▶ _Task details_:
Shift each x and y coordinate in the answers by adding 141 to it, and write out again every line below, from the line that contains "Reviewer note. Confirm that each instance of the treeline" down to the line that contains "<point>454,174</point>", both ends included. Leave all other wording in those lines unchanged.

▶ _Supplied data_:

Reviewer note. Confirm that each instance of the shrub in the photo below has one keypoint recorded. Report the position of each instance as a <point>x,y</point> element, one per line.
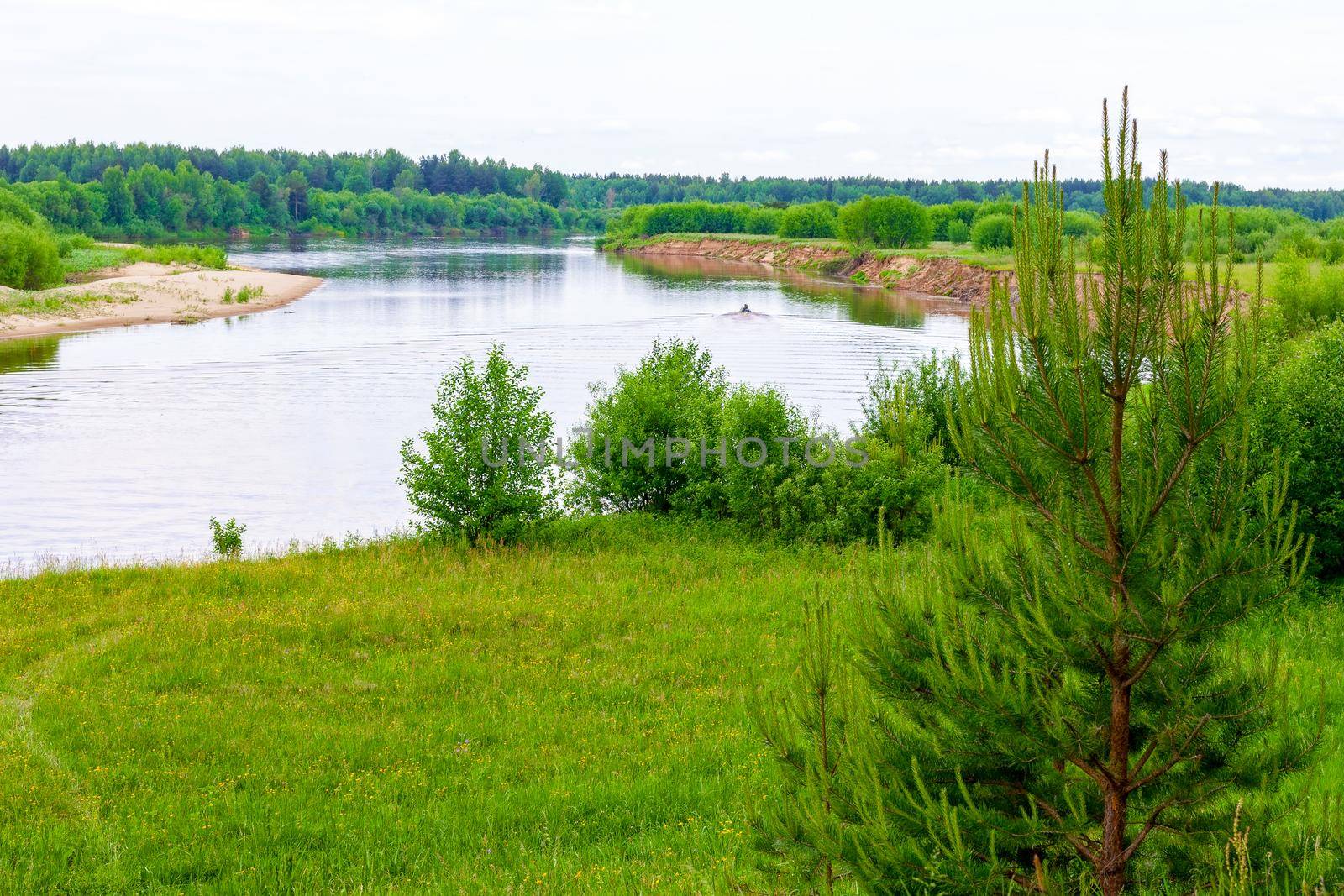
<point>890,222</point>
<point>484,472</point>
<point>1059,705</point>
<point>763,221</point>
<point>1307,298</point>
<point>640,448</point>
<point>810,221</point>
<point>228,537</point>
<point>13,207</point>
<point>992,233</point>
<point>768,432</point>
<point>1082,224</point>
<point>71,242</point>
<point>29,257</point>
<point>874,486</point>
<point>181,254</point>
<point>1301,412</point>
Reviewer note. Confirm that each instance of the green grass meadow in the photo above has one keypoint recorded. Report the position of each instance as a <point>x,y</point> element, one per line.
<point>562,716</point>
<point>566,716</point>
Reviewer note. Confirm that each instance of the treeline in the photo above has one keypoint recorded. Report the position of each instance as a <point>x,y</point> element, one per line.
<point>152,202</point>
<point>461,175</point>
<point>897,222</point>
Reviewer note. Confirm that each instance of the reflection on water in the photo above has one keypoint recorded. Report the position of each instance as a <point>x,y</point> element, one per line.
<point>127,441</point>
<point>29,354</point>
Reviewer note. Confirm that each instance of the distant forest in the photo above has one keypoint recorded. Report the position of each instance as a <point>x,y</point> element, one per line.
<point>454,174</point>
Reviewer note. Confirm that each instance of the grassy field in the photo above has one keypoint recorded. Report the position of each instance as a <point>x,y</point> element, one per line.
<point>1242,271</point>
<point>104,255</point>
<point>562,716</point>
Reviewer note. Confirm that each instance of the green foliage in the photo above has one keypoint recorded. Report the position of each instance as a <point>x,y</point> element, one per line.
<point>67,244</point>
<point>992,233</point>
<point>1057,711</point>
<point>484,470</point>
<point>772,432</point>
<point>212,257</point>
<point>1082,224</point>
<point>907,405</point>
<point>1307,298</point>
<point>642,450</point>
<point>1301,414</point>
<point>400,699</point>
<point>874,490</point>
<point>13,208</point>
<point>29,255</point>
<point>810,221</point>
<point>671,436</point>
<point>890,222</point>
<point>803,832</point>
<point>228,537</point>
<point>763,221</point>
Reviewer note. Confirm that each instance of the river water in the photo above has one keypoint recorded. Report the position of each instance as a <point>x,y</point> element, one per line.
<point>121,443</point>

▶ _Result of this task_:
Reviewer note. Confirm that each instance of the treeline in the photo above has one keypoint recorded. Report the position of each instance as a <point>x,y</point> element, one per line.
<point>293,343</point>
<point>602,316</point>
<point>1038,363</point>
Reviewer note. Confirm that each instance of the reflection on water in the photo above has one keypoint recorded. Report the position of each instance as a <point>x,y</point> element, one per line.
<point>268,582</point>
<point>170,495</point>
Reviewer note. Confirm that each instance of the distant forest in the photo above has one keypoint recorded. Report the position of each instance as a <point>x,y</point> element, one per line.
<point>595,315</point>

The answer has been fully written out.